Extract every line in the data below that contains the word "chicken". Case counts.

start

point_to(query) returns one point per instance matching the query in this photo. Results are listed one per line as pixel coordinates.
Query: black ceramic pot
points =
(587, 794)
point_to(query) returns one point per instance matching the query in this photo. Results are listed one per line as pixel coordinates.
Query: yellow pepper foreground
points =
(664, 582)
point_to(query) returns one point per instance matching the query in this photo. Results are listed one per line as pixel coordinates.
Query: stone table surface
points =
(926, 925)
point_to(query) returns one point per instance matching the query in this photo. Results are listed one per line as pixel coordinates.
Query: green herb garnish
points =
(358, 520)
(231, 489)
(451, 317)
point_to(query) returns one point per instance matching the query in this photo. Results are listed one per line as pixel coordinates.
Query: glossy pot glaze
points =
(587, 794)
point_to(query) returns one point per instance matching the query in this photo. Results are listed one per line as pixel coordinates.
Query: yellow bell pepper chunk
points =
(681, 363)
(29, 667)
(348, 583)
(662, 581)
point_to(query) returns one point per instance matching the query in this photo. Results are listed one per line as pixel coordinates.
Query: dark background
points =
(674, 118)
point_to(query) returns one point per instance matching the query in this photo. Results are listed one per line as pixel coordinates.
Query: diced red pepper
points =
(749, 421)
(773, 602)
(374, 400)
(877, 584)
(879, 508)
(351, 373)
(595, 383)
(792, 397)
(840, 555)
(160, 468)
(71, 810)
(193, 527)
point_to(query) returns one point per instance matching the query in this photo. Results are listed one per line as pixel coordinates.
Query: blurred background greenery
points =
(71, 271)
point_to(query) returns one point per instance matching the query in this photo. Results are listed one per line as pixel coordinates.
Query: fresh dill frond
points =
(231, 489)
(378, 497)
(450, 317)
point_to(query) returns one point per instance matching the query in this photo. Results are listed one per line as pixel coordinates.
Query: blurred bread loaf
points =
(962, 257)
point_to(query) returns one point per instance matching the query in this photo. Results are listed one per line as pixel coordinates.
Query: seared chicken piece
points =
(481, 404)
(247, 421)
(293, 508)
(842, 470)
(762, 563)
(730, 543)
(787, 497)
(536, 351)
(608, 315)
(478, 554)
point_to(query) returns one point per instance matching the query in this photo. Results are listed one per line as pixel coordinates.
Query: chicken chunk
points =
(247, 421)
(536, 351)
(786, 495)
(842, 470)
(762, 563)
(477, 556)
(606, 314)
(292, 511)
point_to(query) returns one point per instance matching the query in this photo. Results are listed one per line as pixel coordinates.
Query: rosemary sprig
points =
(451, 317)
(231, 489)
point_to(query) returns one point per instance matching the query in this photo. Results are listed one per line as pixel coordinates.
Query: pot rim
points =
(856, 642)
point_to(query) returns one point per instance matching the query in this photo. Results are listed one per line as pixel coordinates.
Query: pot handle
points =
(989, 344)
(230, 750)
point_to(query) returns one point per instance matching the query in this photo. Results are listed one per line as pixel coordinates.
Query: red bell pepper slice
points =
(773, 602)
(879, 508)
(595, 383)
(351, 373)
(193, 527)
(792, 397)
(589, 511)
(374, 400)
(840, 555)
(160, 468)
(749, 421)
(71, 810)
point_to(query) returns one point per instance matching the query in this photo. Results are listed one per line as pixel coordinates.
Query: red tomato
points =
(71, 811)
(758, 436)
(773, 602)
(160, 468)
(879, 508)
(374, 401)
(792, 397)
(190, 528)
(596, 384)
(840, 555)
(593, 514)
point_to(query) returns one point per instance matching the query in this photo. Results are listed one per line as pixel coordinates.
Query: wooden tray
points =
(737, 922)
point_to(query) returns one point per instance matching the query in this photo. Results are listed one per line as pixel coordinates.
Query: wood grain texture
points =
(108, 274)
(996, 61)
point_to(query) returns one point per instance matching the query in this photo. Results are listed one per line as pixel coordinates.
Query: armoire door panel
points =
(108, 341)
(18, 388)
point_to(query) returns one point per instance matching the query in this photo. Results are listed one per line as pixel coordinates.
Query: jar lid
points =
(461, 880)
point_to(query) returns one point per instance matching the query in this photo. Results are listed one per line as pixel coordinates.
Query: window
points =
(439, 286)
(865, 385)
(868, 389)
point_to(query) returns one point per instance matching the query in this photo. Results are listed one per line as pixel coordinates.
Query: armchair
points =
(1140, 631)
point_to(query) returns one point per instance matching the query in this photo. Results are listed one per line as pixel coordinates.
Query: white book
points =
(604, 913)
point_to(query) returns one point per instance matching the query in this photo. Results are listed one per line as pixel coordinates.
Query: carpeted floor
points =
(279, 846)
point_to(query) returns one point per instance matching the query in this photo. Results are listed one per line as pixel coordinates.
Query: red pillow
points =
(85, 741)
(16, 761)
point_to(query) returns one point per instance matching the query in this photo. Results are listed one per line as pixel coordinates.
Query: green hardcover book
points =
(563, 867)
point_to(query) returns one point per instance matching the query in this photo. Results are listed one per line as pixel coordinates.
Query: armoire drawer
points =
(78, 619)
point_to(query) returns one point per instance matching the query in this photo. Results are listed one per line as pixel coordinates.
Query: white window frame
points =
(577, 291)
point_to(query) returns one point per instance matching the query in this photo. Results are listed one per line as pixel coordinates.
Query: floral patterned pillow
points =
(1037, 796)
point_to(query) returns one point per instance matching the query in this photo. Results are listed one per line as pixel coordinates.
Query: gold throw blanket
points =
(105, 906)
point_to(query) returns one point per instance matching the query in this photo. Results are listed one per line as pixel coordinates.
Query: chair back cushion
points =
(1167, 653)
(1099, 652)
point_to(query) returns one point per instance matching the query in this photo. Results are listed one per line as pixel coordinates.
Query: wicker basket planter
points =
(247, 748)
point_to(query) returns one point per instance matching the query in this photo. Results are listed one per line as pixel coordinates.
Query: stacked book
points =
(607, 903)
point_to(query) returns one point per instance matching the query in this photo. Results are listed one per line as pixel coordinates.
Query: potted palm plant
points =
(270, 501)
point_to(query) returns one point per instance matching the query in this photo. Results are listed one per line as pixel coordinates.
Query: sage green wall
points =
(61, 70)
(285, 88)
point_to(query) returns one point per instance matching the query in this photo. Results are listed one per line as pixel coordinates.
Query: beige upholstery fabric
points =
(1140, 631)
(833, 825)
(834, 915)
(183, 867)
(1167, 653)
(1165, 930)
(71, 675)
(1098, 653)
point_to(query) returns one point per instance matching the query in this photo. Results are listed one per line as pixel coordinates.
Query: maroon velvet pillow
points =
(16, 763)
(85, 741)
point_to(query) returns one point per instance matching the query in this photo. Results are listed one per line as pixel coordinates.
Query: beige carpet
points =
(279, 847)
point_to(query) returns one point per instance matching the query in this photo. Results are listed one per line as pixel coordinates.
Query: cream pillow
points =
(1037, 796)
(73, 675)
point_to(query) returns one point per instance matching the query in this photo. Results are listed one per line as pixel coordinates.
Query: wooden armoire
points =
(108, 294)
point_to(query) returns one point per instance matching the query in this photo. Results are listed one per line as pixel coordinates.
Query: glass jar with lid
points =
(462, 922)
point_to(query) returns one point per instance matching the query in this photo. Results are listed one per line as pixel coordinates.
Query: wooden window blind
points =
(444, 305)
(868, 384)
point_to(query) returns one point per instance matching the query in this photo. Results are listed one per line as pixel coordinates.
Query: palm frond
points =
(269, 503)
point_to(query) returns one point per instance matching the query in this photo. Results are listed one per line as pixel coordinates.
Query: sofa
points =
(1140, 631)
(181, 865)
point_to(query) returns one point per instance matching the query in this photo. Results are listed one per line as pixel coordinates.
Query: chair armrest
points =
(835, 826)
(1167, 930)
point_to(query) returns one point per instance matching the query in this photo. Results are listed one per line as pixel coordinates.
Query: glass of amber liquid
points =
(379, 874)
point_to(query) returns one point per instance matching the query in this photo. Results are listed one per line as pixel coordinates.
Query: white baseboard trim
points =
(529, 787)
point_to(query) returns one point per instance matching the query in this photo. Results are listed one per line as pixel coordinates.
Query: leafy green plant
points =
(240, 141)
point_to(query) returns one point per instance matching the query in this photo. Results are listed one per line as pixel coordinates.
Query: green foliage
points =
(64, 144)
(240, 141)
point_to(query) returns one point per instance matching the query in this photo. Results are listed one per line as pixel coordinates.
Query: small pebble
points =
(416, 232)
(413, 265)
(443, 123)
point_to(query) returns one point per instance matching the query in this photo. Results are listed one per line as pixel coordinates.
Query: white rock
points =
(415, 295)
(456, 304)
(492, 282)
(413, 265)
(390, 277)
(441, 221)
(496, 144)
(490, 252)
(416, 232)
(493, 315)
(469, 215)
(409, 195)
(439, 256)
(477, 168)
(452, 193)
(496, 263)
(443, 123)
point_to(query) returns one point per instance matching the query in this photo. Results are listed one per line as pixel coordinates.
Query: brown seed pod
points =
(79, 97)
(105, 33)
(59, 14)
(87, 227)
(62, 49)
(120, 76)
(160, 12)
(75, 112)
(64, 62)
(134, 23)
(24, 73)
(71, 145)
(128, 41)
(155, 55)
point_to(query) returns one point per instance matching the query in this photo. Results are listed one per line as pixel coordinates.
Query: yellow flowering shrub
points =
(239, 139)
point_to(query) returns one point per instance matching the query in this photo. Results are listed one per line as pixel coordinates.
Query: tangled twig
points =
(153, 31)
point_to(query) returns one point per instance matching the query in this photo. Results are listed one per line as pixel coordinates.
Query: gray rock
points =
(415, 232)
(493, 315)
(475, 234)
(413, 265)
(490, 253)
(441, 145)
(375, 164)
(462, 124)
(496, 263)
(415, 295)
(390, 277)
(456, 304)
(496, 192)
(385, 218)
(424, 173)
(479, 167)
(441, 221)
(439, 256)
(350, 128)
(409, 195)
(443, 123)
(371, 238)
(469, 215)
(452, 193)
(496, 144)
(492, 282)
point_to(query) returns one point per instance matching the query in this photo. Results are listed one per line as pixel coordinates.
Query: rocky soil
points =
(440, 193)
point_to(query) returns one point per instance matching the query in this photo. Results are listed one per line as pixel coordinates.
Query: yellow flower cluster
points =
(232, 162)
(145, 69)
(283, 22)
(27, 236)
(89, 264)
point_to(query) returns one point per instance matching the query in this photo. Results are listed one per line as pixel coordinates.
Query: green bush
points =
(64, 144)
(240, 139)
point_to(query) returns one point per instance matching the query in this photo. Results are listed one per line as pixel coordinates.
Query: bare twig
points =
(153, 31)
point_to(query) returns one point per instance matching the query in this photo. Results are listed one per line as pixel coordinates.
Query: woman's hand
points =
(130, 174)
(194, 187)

end

## ANSWER FOR THIS EXERCISE
Query: seared chicken piece
Query: chicken chunk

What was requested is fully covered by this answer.